EXTRACT |
[start]
Search This Blog

Thursday 13 July 2023

EU Payments Regulation: Updating EMD2 and PSD2


My piece for Ogier Leman on the EU's proposal to replace existing directives on e-money and payment services is here.

As reported last July, the EU has been reviewing the way it regulates payment services. That process has now resulted in a proposal for a new legislative approach: a directly applicable Regulation (PSR3) governing how payment services must operate and a Directive (PSD3) governing the licensing and supervision of payment service providers, which will need to be transposed into local law. There is also a proposal to regulate the sharing of financial data, which we'll cover separately. The differences in approach are broadly summarised below for information purposes. It is not yet fully clear when the proposed legislation will be finalised or take effect. If you require legal advice on the potential impact, please let us know.

How does the EU regulated payment services now?
[end]
THE TASK |
In the blog post on EU payments regulation, what does the proposed Directive (PSD3) govern?

STORED ROWS |
[start]
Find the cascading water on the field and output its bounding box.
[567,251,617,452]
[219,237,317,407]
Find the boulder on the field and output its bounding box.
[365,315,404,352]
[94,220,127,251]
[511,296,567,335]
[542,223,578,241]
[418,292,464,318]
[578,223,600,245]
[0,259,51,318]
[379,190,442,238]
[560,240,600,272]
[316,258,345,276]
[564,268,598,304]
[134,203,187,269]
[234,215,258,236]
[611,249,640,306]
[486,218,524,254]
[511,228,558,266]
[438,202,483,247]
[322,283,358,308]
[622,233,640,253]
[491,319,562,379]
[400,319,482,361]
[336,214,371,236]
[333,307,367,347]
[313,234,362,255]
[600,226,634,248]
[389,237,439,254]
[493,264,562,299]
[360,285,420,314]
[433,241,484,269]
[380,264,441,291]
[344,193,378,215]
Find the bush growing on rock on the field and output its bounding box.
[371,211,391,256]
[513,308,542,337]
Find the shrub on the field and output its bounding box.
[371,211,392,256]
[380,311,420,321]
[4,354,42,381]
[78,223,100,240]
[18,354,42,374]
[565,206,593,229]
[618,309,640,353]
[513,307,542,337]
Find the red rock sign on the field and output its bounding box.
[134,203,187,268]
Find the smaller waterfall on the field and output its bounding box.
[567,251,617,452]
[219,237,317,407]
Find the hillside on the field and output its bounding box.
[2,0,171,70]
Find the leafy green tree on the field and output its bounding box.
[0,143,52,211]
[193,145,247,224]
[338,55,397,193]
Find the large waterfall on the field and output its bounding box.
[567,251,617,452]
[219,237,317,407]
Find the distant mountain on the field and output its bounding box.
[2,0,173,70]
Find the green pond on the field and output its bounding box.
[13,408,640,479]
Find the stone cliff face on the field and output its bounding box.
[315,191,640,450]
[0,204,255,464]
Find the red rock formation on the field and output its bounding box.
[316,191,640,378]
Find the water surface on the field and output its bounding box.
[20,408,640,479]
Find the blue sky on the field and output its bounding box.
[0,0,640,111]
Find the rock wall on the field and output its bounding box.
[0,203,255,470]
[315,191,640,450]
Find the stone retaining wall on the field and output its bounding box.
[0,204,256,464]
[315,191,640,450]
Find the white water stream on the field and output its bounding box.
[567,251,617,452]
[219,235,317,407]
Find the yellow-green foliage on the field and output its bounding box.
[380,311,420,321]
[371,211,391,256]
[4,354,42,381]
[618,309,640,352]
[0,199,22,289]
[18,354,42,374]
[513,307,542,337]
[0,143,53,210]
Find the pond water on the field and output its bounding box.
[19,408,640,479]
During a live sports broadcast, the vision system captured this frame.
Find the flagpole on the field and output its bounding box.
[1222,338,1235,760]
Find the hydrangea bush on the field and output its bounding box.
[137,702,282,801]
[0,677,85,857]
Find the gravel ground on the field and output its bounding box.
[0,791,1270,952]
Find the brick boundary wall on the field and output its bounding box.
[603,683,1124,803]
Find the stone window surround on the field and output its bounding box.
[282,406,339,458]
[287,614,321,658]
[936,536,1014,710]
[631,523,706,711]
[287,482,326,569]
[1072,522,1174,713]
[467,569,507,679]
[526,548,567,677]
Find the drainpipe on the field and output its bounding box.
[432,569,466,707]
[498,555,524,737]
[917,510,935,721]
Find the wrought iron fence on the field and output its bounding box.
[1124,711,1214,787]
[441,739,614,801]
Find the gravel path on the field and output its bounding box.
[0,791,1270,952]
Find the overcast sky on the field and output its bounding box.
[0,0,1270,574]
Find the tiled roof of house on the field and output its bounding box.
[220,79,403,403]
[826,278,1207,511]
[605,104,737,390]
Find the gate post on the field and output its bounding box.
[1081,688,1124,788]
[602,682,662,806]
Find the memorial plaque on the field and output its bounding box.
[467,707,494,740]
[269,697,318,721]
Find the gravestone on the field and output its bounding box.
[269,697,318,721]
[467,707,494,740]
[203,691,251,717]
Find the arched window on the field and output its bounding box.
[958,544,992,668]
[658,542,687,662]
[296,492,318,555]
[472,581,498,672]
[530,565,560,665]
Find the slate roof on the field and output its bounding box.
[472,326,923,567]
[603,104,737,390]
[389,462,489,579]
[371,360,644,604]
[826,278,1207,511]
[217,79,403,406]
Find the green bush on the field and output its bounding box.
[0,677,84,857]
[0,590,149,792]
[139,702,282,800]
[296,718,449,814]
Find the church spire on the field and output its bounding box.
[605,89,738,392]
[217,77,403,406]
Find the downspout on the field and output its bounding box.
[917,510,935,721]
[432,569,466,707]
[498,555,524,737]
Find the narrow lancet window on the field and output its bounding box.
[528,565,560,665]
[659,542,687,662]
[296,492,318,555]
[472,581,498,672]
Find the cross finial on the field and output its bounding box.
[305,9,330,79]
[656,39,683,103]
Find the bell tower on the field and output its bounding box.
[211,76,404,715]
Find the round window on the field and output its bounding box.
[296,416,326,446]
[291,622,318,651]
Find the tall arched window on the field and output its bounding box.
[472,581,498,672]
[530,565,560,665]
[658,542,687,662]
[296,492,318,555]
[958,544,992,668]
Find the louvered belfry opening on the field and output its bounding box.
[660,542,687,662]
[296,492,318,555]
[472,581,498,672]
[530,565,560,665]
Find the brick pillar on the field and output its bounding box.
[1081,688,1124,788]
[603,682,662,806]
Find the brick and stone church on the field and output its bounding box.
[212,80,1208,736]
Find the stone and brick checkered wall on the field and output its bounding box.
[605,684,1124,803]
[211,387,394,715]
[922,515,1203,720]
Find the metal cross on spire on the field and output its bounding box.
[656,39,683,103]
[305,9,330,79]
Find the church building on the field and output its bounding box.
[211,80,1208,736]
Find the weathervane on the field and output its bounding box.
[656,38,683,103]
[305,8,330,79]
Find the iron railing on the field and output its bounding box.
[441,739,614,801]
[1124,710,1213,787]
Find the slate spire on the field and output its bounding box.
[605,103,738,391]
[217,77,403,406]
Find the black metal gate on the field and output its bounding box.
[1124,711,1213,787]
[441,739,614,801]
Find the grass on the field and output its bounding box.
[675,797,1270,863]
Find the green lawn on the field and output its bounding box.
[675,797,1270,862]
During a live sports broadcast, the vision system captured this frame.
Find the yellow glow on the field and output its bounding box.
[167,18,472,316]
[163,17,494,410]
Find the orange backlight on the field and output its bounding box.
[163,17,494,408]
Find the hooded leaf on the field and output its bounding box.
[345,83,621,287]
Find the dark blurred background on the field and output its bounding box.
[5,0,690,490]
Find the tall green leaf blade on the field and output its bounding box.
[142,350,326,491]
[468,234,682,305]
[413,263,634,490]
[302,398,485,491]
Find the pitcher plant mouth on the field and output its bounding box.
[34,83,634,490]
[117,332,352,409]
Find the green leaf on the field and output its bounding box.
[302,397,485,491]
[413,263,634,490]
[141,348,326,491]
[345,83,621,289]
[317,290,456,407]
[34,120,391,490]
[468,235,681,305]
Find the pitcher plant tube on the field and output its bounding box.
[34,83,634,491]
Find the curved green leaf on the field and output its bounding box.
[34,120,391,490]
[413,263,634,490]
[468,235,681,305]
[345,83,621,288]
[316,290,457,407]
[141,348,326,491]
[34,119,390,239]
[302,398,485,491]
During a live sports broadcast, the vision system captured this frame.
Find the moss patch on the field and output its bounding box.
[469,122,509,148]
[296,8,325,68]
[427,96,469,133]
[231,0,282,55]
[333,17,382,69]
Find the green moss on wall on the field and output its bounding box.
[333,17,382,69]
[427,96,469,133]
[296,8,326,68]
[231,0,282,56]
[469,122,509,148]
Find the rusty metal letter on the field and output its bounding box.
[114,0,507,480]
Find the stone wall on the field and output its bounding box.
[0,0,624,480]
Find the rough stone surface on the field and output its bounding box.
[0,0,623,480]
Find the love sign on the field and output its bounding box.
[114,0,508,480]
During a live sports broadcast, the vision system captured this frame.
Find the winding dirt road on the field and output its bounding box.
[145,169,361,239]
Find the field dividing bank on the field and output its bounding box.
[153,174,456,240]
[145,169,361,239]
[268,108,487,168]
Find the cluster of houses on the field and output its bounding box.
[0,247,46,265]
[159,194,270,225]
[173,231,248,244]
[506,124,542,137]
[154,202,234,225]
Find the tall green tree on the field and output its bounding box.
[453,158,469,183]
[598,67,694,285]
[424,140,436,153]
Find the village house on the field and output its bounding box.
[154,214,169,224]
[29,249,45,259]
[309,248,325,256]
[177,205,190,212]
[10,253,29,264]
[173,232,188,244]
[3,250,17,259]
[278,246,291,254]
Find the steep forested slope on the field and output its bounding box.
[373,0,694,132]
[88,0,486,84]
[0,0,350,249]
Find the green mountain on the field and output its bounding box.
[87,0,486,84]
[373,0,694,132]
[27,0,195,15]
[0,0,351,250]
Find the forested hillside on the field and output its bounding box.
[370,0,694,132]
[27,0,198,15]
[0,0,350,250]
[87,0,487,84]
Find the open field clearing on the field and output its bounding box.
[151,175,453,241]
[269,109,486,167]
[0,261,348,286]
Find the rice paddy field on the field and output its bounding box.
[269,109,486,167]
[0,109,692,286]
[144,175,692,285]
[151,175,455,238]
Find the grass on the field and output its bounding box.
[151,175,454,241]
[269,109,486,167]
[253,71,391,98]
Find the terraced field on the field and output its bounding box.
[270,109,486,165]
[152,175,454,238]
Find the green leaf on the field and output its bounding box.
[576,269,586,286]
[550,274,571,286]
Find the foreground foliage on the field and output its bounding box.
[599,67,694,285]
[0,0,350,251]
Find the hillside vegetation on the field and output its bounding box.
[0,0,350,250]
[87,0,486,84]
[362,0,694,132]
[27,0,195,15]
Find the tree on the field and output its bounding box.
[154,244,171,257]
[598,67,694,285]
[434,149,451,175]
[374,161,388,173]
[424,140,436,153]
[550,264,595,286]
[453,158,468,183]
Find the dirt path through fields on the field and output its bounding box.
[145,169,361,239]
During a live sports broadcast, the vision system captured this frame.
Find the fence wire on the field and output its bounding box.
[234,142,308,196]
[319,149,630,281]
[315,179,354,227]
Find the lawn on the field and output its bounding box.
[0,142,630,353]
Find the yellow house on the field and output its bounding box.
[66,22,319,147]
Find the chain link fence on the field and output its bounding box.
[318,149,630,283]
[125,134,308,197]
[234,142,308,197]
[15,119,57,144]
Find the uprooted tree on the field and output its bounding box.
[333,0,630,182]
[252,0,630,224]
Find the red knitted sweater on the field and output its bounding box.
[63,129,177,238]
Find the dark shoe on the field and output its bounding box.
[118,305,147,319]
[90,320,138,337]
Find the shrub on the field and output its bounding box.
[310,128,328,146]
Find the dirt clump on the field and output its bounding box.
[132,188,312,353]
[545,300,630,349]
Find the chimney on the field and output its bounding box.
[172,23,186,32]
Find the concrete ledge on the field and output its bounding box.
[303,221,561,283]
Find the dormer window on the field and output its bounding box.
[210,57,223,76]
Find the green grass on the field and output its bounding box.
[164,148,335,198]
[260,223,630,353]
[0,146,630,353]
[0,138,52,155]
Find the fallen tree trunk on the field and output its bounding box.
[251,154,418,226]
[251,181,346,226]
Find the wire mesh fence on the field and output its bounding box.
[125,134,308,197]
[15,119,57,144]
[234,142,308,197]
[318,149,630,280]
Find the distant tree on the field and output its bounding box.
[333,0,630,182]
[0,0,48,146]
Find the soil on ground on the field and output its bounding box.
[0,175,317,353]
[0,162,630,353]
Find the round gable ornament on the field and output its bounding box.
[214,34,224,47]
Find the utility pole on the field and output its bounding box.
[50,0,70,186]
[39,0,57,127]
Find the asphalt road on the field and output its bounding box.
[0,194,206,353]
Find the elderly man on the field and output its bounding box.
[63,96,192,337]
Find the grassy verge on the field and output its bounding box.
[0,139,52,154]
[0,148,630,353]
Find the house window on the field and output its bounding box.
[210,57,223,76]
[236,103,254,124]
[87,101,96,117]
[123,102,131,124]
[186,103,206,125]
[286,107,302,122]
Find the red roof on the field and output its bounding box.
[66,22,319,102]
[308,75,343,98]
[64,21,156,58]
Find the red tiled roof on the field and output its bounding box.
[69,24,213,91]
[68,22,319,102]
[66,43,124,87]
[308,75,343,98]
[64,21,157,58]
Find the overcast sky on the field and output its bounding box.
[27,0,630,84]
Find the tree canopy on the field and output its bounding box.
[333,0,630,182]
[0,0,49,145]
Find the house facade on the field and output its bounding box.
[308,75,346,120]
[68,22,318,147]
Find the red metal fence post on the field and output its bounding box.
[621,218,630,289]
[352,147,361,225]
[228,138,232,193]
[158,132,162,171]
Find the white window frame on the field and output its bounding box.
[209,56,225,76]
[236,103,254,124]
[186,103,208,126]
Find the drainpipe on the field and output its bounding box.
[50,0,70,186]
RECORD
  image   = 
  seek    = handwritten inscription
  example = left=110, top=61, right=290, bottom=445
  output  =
[end]
FULL SOLUTION |
The licensing and supervision of payment service providers.